Selection:
^^^^^^^^
To all those predicting the weather for the rest of winter. Extended forecasts aint worth the paper their printed on, or the monitor their displayed on.

Anything can happen. I wouldnt be suprised if ole ma nature dumped a foot or two in april.


----------



## headshot (Oct 26, 2006)

> Anything can happen.


This is true but I bet there will be geese in Sask by April 1 no matter if it is -20 or +20.


----------



## goosebusters (Jan 12, 2006)

I'm planning on southern ND for the 20th through the 24th. I'm pretty confident. 8)


----------



## headshot (Oct 26, 2006)

> southern ND for the 20th through the 24th


Is that march or feb? How far south do the birds go?


----------



## goosebusters (Jan 12, 2006)

Sorry Headshot, that is March 20th through the 24th. For snows it seems that they tend to go to their traditional wintering grounds no matter the weather. So Louisiana, Texas, I know some haven't made it there yet, but they do make it pretty far south.


----------



## goosehunter21 (May 18, 2004)

barebackjack said:


> To all those predicting the weather for the rest of winter. Extended forecasts aint worth the paper their printed on, or the monitor their displayed on.
> 
> Anything can happen. I wouldnt be suprised if ole ma nature dumped a foot or two in april.


Well Put :beer:


----------



## nodakoutdoors.com (Feb 27, 2002)
^^^^^^^^
Collected material:
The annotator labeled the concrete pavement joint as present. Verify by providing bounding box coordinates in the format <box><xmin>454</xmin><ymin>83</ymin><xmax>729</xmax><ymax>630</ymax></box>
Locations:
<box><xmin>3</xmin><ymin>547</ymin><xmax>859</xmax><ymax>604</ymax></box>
^^^^^^^^
To-do list:
• a. Do these statements agree with the goose hunting thread above? Answer yes or no for each, and quote the deciding words from the thread. (i) goosebusters plans to be in southern ND from March 20th through the 24th. (ii) headshot expects geese in Sask by April 1 only if the weather is warm. (iii) goosebusters says snows head to their traditional wintering grounds regardless of the weather.
• b. Carry the goose hunting thread above forward by writing the next post after its last entry.

Answers given:
• a.
(i) Yes: "Sorry Headshot, that is March 20th through the 24th."
(ii) No: "I bet there will be geese in Sask by April 1 no matter if it is -20 or +20."
(iii) Yes: "For snows it seems that they tend to go to their traditional wintering grounds no matter the weather."

• b.
I got the inside scoop..........one of the geese talked.

ND on March 16th
SD on Feb. 24th
NE....actually there's still some there
MO....still there too!

Put it on your calendars boys. 8)


----------



## Decoyer (Mar 2, 2002)

you got the winning lotto number too?? :lol:


----------



## hunter121390 (Nov 7, 2006)

i seen a flock of about probably 300 snows flying south yesterday here in southeastern wisconsin. they were way up there. lots of noise though. isnt it a little late for them to be flying south?


----------



## jmillercustoms (Dec 11, 2007)

To anyone who as ever stopped, mid-step, and turned skyward at the sound; hoping for just a glimpse, but secure in the sound alone. You know exactly who you are. And why." -M.D. Johnson

I have done that so many times!


----------



## bluegoose18 (Jan 9, 2008)

Hustad 
If you see that goose tell him that all of us say thanks for that info.
Calenders are marked.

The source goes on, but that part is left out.